* _What this task involves_
Return, unchanged, each line of the material below that contains the string "green".

* _Records for the exercise_
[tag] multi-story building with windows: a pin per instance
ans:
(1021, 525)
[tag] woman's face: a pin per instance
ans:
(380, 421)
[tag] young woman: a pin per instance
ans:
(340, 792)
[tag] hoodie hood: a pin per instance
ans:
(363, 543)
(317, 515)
---
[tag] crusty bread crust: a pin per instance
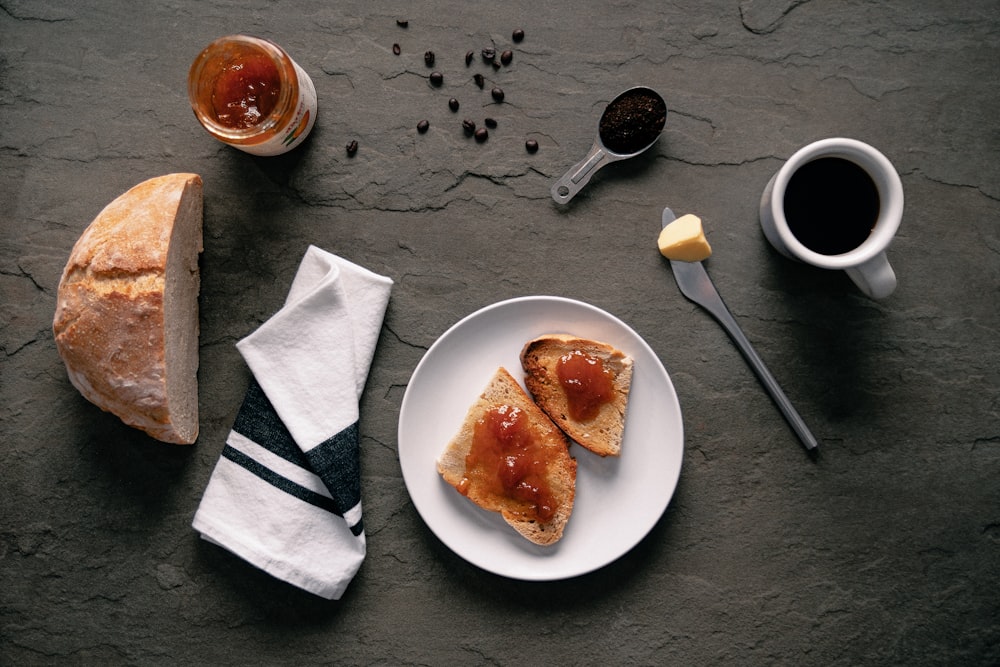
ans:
* * *
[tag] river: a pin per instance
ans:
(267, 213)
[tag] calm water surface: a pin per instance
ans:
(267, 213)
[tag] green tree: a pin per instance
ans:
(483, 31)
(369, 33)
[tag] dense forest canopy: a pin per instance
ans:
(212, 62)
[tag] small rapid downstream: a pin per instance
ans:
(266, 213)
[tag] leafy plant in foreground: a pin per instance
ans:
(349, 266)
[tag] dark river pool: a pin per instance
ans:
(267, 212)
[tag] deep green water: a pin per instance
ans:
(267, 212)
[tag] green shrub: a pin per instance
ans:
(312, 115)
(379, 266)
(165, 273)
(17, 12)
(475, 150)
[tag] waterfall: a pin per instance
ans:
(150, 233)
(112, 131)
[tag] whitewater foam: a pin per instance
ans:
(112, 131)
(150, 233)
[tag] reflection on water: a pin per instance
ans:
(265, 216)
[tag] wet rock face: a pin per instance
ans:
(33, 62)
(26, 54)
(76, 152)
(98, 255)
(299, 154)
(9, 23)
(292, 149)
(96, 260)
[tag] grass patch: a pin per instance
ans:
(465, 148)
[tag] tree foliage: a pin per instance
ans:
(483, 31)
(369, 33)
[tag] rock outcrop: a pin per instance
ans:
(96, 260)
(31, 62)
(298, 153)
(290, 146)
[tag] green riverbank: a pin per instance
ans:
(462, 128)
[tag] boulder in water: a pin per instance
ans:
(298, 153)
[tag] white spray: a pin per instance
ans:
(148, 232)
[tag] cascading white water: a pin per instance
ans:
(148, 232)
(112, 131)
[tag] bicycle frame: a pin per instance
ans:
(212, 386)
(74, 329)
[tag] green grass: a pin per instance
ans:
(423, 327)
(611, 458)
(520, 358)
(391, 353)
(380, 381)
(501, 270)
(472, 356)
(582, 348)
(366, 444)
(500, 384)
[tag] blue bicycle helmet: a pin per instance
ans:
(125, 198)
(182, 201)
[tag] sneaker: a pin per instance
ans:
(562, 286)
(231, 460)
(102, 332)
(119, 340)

* _Written solution_
[tag] green tree: a pin per instance
[tag] deep green water: a pin per instance
[tag] green shrub: a pin per instance
[tag] green riverbank: a pin per instance
[tag] green grass: a pin per instance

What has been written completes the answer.